**The task:** Write out all entries word for word.

Rows from a dataset:
───
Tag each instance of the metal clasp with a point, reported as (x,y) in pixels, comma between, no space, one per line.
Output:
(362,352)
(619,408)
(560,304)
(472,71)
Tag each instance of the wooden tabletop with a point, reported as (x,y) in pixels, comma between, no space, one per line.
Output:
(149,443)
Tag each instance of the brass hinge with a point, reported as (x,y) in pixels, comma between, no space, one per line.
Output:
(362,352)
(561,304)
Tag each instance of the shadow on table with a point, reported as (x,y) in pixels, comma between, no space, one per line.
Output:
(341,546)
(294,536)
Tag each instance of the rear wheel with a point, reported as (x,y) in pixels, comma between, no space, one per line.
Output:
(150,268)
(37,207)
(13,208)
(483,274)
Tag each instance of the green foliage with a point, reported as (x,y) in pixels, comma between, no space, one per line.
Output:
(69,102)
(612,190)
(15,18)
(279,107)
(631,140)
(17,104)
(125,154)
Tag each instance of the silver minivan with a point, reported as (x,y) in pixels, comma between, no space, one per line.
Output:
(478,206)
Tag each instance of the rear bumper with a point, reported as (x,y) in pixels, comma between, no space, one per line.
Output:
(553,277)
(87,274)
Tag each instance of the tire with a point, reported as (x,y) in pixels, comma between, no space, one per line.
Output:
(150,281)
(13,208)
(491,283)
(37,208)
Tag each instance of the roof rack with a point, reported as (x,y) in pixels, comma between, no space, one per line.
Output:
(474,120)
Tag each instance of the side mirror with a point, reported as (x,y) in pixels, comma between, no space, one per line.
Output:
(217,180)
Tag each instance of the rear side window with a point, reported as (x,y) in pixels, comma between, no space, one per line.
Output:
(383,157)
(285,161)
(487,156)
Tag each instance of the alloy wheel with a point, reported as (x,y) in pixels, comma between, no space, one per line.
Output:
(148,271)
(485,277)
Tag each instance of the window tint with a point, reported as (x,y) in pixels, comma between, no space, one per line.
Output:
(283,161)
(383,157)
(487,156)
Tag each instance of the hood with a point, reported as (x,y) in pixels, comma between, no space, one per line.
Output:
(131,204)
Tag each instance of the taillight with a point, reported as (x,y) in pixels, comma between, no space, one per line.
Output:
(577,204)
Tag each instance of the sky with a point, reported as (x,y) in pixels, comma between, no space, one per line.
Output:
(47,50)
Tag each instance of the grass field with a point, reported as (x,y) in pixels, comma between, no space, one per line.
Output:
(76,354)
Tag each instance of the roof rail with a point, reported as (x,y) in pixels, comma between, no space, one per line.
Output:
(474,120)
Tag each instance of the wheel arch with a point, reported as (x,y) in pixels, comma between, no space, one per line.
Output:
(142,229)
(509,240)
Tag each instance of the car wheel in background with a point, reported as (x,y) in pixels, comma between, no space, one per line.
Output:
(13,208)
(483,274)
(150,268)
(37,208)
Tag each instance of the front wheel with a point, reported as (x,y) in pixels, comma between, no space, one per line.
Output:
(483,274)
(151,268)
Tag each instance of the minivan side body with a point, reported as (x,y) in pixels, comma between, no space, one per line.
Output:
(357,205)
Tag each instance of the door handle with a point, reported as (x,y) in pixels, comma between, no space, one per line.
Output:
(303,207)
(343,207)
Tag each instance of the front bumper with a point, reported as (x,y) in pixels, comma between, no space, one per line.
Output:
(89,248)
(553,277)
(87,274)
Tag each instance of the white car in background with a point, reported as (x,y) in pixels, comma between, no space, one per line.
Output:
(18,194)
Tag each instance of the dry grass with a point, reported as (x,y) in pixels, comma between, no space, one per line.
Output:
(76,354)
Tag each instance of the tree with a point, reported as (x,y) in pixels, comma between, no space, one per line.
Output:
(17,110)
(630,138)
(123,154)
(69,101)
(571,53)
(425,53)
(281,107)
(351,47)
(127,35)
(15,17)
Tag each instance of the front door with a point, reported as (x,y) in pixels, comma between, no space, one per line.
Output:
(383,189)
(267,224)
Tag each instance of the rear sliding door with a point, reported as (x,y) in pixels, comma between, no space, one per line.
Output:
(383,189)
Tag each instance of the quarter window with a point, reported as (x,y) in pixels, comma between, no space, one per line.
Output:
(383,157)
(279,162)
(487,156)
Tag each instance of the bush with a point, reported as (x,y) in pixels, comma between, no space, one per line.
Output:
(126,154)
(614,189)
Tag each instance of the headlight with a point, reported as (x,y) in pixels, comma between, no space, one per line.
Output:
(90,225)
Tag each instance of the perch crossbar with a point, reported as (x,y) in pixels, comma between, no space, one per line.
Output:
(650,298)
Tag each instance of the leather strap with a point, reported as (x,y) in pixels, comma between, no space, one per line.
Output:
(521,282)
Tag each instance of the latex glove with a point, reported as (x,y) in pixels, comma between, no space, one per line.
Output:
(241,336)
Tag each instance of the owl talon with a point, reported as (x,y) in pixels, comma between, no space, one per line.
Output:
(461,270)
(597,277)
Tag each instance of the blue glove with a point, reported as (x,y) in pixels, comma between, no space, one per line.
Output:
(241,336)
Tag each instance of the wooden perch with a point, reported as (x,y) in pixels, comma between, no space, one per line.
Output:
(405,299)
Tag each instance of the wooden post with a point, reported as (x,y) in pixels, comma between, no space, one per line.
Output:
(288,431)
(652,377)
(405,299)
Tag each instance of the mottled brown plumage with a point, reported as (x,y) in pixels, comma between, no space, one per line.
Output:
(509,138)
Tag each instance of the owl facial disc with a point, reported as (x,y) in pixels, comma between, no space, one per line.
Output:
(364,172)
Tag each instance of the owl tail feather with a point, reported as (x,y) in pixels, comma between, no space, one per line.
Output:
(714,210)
───
**Finished answer:**
Tag each instance of the metal clasp with a point, reported as (x,y) in pixels, comma between, no space, one per line.
Output:
(362,352)
(619,408)
(560,304)
(472,71)
Tag each instance of the wooden tabletop with a point, reported as (x,y) in pixels, comma between, no space, one per line.
Output:
(149,443)
Tag each instance of the brass hinge with a point, reported as (x,y) in pixels, comma between, no space, one per line.
Output:
(362,352)
(561,304)
Tag each instance of the shadow on table with a point, reported as (x,y) in pixels, comma between, no space, one per line.
Output:
(341,546)
(294,536)
Tag each instance of the rear wheel with a point, reported as (x,y) in pixels, comma between, no space, one per line.
Output:
(150,268)
(37,207)
(13,208)
(483,274)
Tag each instance of the green foliage with a point, reported as (x,y) in pixels, comma between, no space, one per line.
Output:
(69,102)
(612,190)
(15,18)
(279,107)
(631,140)
(17,104)
(125,154)
Tag each instance of the silver minivan with a point, reported as (x,y) in pixels, comma between, no space, one per line.
Output:
(478,206)
Tag each instance of the rear bumper with a point, reported as (x,y) in pixels, comma between, no space, one per line.
Output:
(553,277)
(87,274)
Tag each instance of the tire with a point, reported as (x,y) in pixels, comma between, no space, one per line.
Output:
(150,281)
(13,208)
(491,283)
(37,208)
Tag each instance of the roof rack with a point, reported as (x,y) in pixels, comma between, no space, one per line.
Output:
(474,120)
Tag each instance of the side mirror with a point, reported as (x,y) in pixels, comma between, no space, one per line.
Output:
(217,180)
Tag each instance of the rear side window with a point, reported as (x,y) in pixels, comma between, no space, one per line.
Output:
(383,157)
(285,161)
(487,156)
Tag each instance of the alloy wheel with a point, reported as (x,y) in pixels, comma between, no space, one per line.
Output:
(148,271)
(485,277)
Tag each instance of the window tint with a point, reported as (x,y) in pixels, comma between, no space, one per line.
Output:
(283,161)
(383,157)
(487,156)
Tag each instance of the hood with a point, reported as (x,y) in pixels, comma between, no space, one per line.
Output:
(131,204)
Tag each instance of the taillight with a point, reported as (x,y) in pixels, comma between, no space, one per line.
Output:
(577,204)
Tag each instance of the sky with a point, reported as (x,y) in pixels, comma between, no space, one per line.
Output:
(47,50)
Tag each instance of the grass field with a point, reported as (x,y) in pixels, comma between, no space, one per line.
Output:
(76,354)
Tag each instance of the roof rail with a point, reported as (x,y) in pixels, comma between, no space, one per line.
Output:
(474,120)
Tag each instance of the wheel arch with a point, reported as (x,y) in pixels, comma between, no space, one per line.
Output:
(142,229)
(509,240)
Tag each instance of the car wheel in background with a point, reported as (x,y) in pixels, comma between, no space, one per line.
Output:
(13,208)
(483,274)
(150,268)
(37,208)
Tag each instance of the front wheel with a point, reported as (x,y) in pixels, comma between, no space, one per line.
Output:
(483,274)
(151,268)
Tag each instance of the minivan side body with a point, reported as (x,y) in pixels, comma between, no space, one per line.
Output:
(357,205)
Tag each instance of the door handle with a point, reported as (x,y) in pixels, comma between, no space, one per line.
Output:
(303,207)
(343,207)
Tag each instance of the front bumper with a point, reported as (x,y) in pixels, comma between, no space, one per line.
Output:
(89,248)
(553,277)
(87,274)
Tag each instance of the white car in background with a point, reported as (x,y) in pixels, comma between, no space, one per line.
Output:
(18,194)
Tag each instance of the dry grass with a point, reported as (x,y) in pixels, comma between, no space, one per line.
Output:
(76,354)
Tag each instance of the tree with a point, reported as (x,y) in pixels, comma between, no space, one per line.
Output:
(17,110)
(630,138)
(123,154)
(69,101)
(571,53)
(425,53)
(281,107)
(351,47)
(127,35)
(15,17)
Tag each instance of the front door with a point, reported as (x,y) in pixels, comma between, no space, one per line.
Output:
(383,189)
(267,224)
Tag each instance of the rear sliding door with a point, reported as (x,y) in pixels, comma between, no space, one per line.
Output:
(383,189)
Tag each instance of the quarter window with a point, reported as (x,y) in pixels, comma between, no space, one per line.
Output:
(383,157)
(279,162)
(487,156)
Tag each instance of the bush with a point, reported as (x,y) in pixels, comma between, no space, one per line.
Output:
(126,154)
(614,189)
Tag each instance of the headlight with a point, reported as (x,y) in pixels, comma between, no space, one per line.
Output:
(90,225)
Tag each instance of the perch crossbar with a point, reported as (x,y) in pixels, comma between, no space, one per line.
Output:
(650,298)
Tag each instance of the leather strap with a point, reported as (x,y) in pixels, comma between, no space, one per line.
Output:
(521,282)
Tag each instance of the latex glove with a point, reported as (x,y) in pixels, comma between, no space, one per line.
Output:
(241,336)
Tag each instance of the owl talon with a point, reported as (x,y) in pixels, comma between, no space, one per line.
Output:
(461,270)
(597,277)
Tag each instance of the blue glove with a point, reported as (x,y) in pixels, comma between, no space, one per line.
Output:
(241,336)
Tag each instance of the wooden perch with a point, reported as (x,y) in pixels, comma between, no space, one per line.
Output:
(405,299)
Tag each instance of the wooden post with a point, reported as (x,y) in pixels, comma between, no space, one per line.
Output:
(288,431)
(652,377)
(405,299)
Tag each instance of the mottled brown plumage with a point, reported as (x,y) in pixels, comma between, no space, one per line.
Output:
(509,138)
Tag each instance of the owl facial disc with a point, reported as (x,y) in pixels, comma between, no space, one per line.
Output:
(364,172)
Tag each instance of the owl tail feather with a point, reported as (x,y) in pixels, comma between, no space, one per line.
Output:
(714,210)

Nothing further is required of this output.